━━━ Data to use ━━━

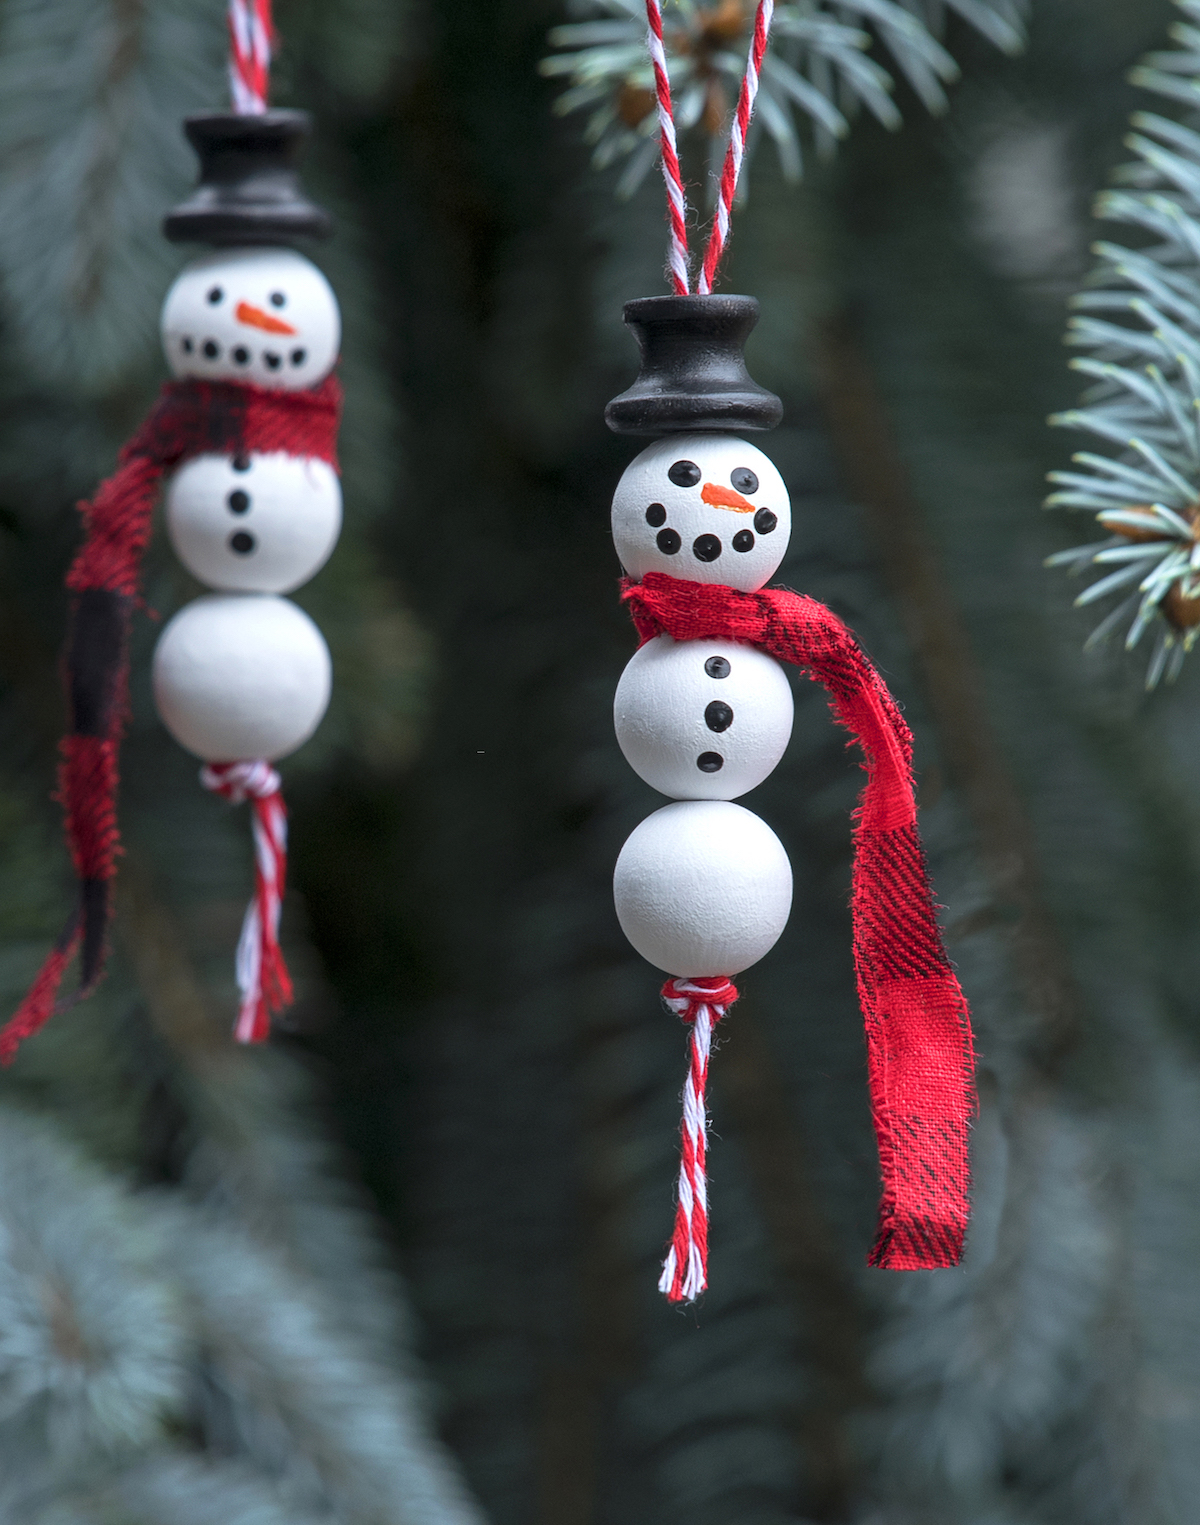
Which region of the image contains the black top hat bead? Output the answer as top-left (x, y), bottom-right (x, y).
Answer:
top-left (164, 110), bottom-right (332, 246)
top-left (604, 295), bottom-right (783, 436)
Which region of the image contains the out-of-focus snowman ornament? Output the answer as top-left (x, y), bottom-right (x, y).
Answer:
top-left (2, 103), bottom-right (344, 1061)
top-left (605, 295), bottom-right (976, 1304)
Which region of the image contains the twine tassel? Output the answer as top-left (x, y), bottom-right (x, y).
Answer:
top-left (659, 976), bottom-right (739, 1303)
top-left (203, 761), bottom-right (292, 1044)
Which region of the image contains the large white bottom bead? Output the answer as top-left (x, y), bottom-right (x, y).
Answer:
top-left (614, 800), bottom-right (792, 978)
top-left (153, 593), bottom-right (331, 762)
top-left (614, 635), bottom-right (793, 800)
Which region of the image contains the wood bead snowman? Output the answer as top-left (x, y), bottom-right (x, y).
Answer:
top-left (605, 296), bottom-right (794, 1302)
top-left (0, 116), bottom-right (348, 1057)
top-left (604, 297), bottom-right (976, 1300)
top-left (152, 245), bottom-right (340, 767)
top-left (611, 431), bottom-right (795, 978)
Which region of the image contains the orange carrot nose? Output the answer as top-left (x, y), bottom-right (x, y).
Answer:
top-left (701, 482), bottom-right (755, 513)
top-left (235, 301), bottom-right (297, 335)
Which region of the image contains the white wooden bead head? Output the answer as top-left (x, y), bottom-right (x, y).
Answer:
top-left (161, 246), bottom-right (340, 391)
top-left (611, 432), bottom-right (790, 592)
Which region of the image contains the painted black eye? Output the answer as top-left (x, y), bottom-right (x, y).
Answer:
top-left (754, 507), bottom-right (778, 535)
top-left (645, 502), bottom-right (667, 527)
top-left (705, 701), bottom-right (733, 733)
top-left (731, 467), bottom-right (759, 494)
top-left (229, 531), bottom-right (255, 554)
top-left (705, 656), bottom-right (731, 679)
top-left (181, 337), bottom-right (193, 354)
top-left (732, 530), bottom-right (755, 552)
top-left (227, 490), bottom-right (250, 514)
top-left (233, 346), bottom-right (250, 364)
top-left (207, 286), bottom-right (223, 304)
top-left (668, 460), bottom-right (701, 488)
top-left (269, 291), bottom-right (286, 307)
top-left (232, 453), bottom-right (251, 473)
top-left (290, 348), bottom-right (307, 366)
top-left (656, 528), bottom-right (681, 555)
top-left (697, 752), bottom-right (724, 773)
top-left (202, 340), bottom-right (220, 359)
top-left (264, 351), bottom-right (282, 370)
top-left (693, 534), bottom-right (722, 562)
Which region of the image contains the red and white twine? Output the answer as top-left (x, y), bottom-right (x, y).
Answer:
top-left (644, 0), bottom-right (691, 296)
top-left (201, 761), bottom-right (293, 1044)
top-left (642, 0), bottom-right (774, 295)
top-left (228, 0), bottom-right (273, 116)
top-left (698, 0), bottom-right (774, 295)
top-left (658, 976), bottom-right (739, 1303)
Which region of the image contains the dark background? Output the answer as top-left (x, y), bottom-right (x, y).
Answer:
top-left (1, 1), bottom-right (1198, 1522)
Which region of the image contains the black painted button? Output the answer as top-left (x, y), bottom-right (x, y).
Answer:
top-left (754, 507), bottom-right (777, 534)
top-left (697, 752), bottom-right (724, 772)
top-left (732, 467), bottom-right (759, 494)
top-left (705, 701), bottom-right (733, 732)
top-left (264, 351), bottom-right (282, 370)
top-left (202, 340), bottom-right (220, 359)
top-left (181, 337), bottom-right (194, 354)
top-left (668, 460), bottom-right (701, 488)
top-left (290, 348), bottom-right (307, 366)
top-left (232, 453), bottom-right (251, 472)
top-left (233, 346), bottom-right (250, 364)
top-left (732, 529), bottom-right (755, 552)
top-left (656, 527), bottom-right (681, 555)
top-left (645, 502), bottom-right (667, 527)
top-left (207, 286), bottom-right (223, 304)
top-left (705, 656), bottom-right (731, 678)
top-left (229, 531), bottom-right (255, 554)
top-left (227, 490), bottom-right (250, 514)
top-left (693, 534), bottom-right (722, 562)
top-left (270, 291), bottom-right (286, 307)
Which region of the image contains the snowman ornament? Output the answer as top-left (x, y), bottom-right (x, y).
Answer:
top-left (605, 295), bottom-right (976, 1302)
top-left (0, 108), bottom-right (345, 1061)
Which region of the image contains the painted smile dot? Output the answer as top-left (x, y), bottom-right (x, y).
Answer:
top-left (656, 527), bottom-right (682, 554)
top-left (732, 529), bottom-right (755, 552)
top-left (696, 752), bottom-right (724, 772)
top-left (668, 460), bottom-right (701, 488)
top-left (645, 502), bottom-right (667, 527)
top-left (202, 340), bottom-right (220, 359)
top-left (693, 534), bottom-right (722, 562)
top-left (264, 351), bottom-right (282, 370)
top-left (290, 348), bottom-right (307, 366)
top-left (181, 337), bottom-right (194, 354)
top-left (233, 346), bottom-right (250, 364)
top-left (229, 531), bottom-right (255, 555)
top-left (704, 701), bottom-right (733, 732)
top-left (705, 655), bottom-right (731, 678)
top-left (754, 507), bottom-right (777, 535)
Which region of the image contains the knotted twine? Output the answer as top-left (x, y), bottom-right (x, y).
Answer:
top-left (0, 375), bottom-right (341, 1064)
top-left (624, 571), bottom-right (975, 1274)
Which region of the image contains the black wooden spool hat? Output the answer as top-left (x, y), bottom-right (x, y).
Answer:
top-left (605, 295), bottom-right (782, 435)
top-left (164, 110), bottom-right (332, 245)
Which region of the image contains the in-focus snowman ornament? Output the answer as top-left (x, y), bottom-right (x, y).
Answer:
top-left (600, 296), bottom-right (977, 1306)
top-left (611, 428), bottom-right (795, 979)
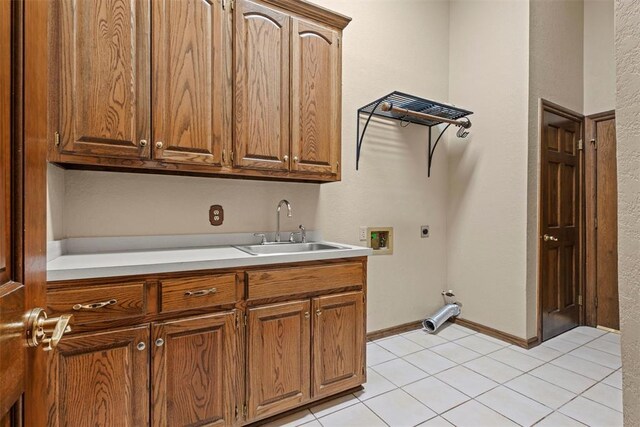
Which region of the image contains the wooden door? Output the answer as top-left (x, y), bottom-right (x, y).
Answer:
top-left (540, 105), bottom-right (583, 341)
top-left (586, 113), bottom-right (619, 330)
top-left (57, 0), bottom-right (151, 159)
top-left (0, 1), bottom-right (25, 422)
top-left (234, 0), bottom-right (290, 171)
top-left (312, 292), bottom-right (364, 398)
top-left (247, 300), bottom-right (311, 420)
top-left (50, 326), bottom-right (150, 426)
top-left (151, 311), bottom-right (239, 427)
top-left (152, 0), bottom-right (228, 166)
top-left (291, 19), bottom-right (340, 176)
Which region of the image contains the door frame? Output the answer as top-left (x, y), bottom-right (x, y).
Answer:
top-left (536, 99), bottom-right (586, 342)
top-left (584, 110), bottom-right (616, 328)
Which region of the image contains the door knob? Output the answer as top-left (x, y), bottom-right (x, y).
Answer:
top-left (25, 308), bottom-right (72, 351)
top-left (156, 141), bottom-right (163, 149)
top-left (543, 234), bottom-right (558, 242)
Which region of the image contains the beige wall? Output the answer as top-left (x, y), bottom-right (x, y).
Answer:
top-left (615, 0), bottom-right (640, 423)
top-left (446, 0), bottom-right (530, 338)
top-left (47, 164), bottom-right (65, 241)
top-left (47, 0), bottom-right (452, 333)
top-left (584, 0), bottom-right (615, 115)
top-left (526, 0), bottom-right (584, 338)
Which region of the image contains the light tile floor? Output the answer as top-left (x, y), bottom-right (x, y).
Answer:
top-left (264, 323), bottom-right (623, 427)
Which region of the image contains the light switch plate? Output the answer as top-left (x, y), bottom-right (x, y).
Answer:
top-left (359, 226), bottom-right (367, 241)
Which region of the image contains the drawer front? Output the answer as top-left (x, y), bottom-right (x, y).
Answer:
top-left (160, 274), bottom-right (238, 313)
top-left (247, 262), bottom-right (363, 300)
top-left (48, 282), bottom-right (146, 325)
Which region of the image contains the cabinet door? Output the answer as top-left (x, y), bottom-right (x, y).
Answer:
top-left (312, 292), bottom-right (365, 398)
top-left (58, 0), bottom-right (150, 159)
top-left (291, 19), bottom-right (340, 176)
top-left (151, 311), bottom-right (239, 427)
top-left (152, 0), bottom-right (229, 166)
top-left (50, 326), bottom-right (150, 426)
top-left (247, 300), bottom-right (311, 420)
top-left (234, 0), bottom-right (290, 171)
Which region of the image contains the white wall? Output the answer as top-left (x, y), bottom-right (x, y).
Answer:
top-left (614, 0), bottom-right (640, 422)
top-left (584, 0), bottom-right (615, 114)
top-left (526, 0), bottom-right (584, 338)
top-left (47, 164), bottom-right (65, 241)
top-left (446, 0), bottom-right (530, 338)
top-left (47, 0), bottom-right (453, 333)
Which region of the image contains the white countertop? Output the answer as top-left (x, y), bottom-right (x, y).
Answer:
top-left (47, 233), bottom-right (371, 281)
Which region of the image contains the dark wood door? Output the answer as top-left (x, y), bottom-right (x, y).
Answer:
top-left (151, 311), bottom-right (239, 427)
top-left (540, 106), bottom-right (583, 341)
top-left (50, 326), bottom-right (150, 426)
top-left (234, 0), bottom-right (290, 171)
top-left (57, 0), bottom-right (151, 159)
top-left (312, 292), bottom-right (364, 398)
top-left (594, 116), bottom-right (619, 330)
top-left (291, 18), bottom-right (340, 176)
top-left (152, 0), bottom-right (228, 166)
top-left (0, 1), bottom-right (25, 421)
top-left (247, 300), bottom-right (311, 420)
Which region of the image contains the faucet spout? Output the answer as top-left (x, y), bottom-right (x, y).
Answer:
top-left (276, 200), bottom-right (292, 242)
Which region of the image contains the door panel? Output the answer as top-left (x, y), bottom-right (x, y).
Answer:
top-left (153, 0), bottom-right (226, 166)
top-left (58, 0), bottom-right (150, 159)
top-left (312, 292), bottom-right (364, 398)
top-left (50, 326), bottom-right (150, 427)
top-left (291, 19), bottom-right (340, 175)
top-left (247, 300), bottom-right (310, 420)
top-left (151, 311), bottom-right (239, 427)
top-left (540, 108), bottom-right (582, 341)
top-left (595, 118), bottom-right (619, 329)
top-left (234, 0), bottom-right (290, 171)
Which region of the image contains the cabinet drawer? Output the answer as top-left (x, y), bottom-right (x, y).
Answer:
top-left (48, 282), bottom-right (146, 325)
top-left (247, 262), bottom-right (363, 300)
top-left (159, 274), bottom-right (238, 313)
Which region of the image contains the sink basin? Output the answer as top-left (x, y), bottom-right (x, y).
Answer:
top-left (234, 242), bottom-right (348, 256)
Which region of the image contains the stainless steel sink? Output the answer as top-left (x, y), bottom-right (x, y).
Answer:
top-left (233, 242), bottom-right (348, 256)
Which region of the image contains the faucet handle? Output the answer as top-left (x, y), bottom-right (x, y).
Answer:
top-left (253, 233), bottom-right (267, 245)
top-left (298, 224), bottom-right (306, 243)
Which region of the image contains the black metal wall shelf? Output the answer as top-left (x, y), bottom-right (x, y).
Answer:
top-left (356, 91), bottom-right (473, 177)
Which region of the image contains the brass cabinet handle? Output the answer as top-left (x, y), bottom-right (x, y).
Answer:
top-left (283, 155), bottom-right (289, 162)
top-left (155, 338), bottom-right (165, 347)
top-left (72, 299), bottom-right (117, 311)
top-left (543, 234), bottom-right (558, 242)
top-left (316, 309), bottom-right (322, 317)
top-left (25, 308), bottom-right (73, 352)
top-left (304, 311), bottom-right (310, 319)
top-left (156, 141), bottom-right (163, 149)
top-left (184, 288), bottom-right (217, 297)
top-left (139, 139), bottom-right (148, 147)
top-left (137, 342), bottom-right (146, 351)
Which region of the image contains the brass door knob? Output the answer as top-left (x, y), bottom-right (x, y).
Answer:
top-left (137, 342), bottom-right (146, 351)
top-left (543, 234), bottom-right (558, 242)
top-left (139, 139), bottom-right (148, 147)
top-left (293, 156), bottom-right (299, 162)
top-left (155, 338), bottom-right (165, 347)
top-left (25, 308), bottom-right (73, 351)
top-left (156, 141), bottom-right (164, 149)
top-left (283, 155), bottom-right (289, 162)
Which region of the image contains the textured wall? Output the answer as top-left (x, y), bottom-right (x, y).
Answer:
top-left (447, 0), bottom-right (530, 338)
top-left (526, 0), bottom-right (585, 338)
top-left (614, 0), bottom-right (640, 423)
top-left (584, 0), bottom-right (616, 114)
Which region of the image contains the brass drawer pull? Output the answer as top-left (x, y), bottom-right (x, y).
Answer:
top-left (184, 288), bottom-right (217, 297)
top-left (72, 299), bottom-right (117, 311)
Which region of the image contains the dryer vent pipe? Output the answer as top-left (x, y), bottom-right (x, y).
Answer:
top-left (422, 304), bottom-right (461, 333)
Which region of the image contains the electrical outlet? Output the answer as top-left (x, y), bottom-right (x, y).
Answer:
top-left (359, 226), bottom-right (367, 241)
top-left (421, 225), bottom-right (430, 238)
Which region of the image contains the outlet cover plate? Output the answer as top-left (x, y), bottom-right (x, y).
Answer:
top-left (359, 226), bottom-right (367, 241)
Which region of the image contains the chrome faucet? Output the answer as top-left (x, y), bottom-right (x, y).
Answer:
top-left (275, 200), bottom-right (292, 242)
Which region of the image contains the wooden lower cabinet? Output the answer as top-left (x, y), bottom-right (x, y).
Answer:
top-left (247, 300), bottom-right (311, 420)
top-left (312, 292), bottom-right (365, 398)
top-left (50, 325), bottom-right (150, 427)
top-left (151, 311), bottom-right (240, 427)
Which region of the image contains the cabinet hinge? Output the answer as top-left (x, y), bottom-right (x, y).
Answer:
top-left (230, 151), bottom-right (234, 163)
top-left (595, 296), bottom-right (599, 308)
top-left (591, 138), bottom-right (597, 150)
top-left (578, 139), bottom-right (583, 150)
top-left (595, 217), bottom-right (598, 229)
top-left (234, 405), bottom-right (238, 420)
top-left (337, 37), bottom-right (340, 47)
top-left (244, 314), bottom-right (247, 327)
top-left (54, 131), bottom-right (60, 146)
top-left (222, 149), bottom-right (227, 164)
top-left (578, 295), bottom-right (583, 306)
top-left (362, 366), bottom-right (365, 375)
top-left (235, 312), bottom-right (239, 329)
top-left (243, 404), bottom-right (247, 417)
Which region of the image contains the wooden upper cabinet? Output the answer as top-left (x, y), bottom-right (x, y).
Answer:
top-left (57, 0), bottom-right (150, 159)
top-left (234, 0), bottom-right (290, 171)
top-left (291, 19), bottom-right (341, 176)
top-left (312, 292), bottom-right (364, 398)
top-left (152, 0), bottom-right (229, 166)
top-left (50, 326), bottom-right (150, 427)
top-left (247, 300), bottom-right (311, 420)
top-left (151, 311), bottom-right (239, 427)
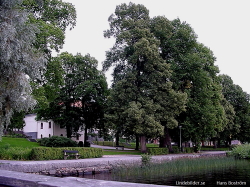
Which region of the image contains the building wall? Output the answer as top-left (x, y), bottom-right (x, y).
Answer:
top-left (23, 114), bottom-right (84, 142)
top-left (37, 120), bottom-right (54, 139)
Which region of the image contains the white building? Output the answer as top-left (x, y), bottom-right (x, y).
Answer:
top-left (23, 114), bottom-right (84, 142)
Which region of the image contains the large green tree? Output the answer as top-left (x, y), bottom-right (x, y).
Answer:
top-left (219, 74), bottom-right (250, 142)
top-left (0, 0), bottom-right (76, 140)
top-left (36, 52), bottom-right (108, 143)
top-left (103, 3), bottom-right (186, 152)
top-left (0, 0), bottom-right (45, 139)
top-left (151, 17), bottom-right (226, 145)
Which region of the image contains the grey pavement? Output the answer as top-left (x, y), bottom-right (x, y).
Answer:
top-left (0, 146), bottom-right (227, 187)
top-left (91, 144), bottom-right (134, 150)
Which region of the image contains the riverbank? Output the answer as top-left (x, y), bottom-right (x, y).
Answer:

━━━

**Goal of the exercise:**
Counting only lines that hold "plate", report how many there are in the records above, as a bare number.

**Result:**
2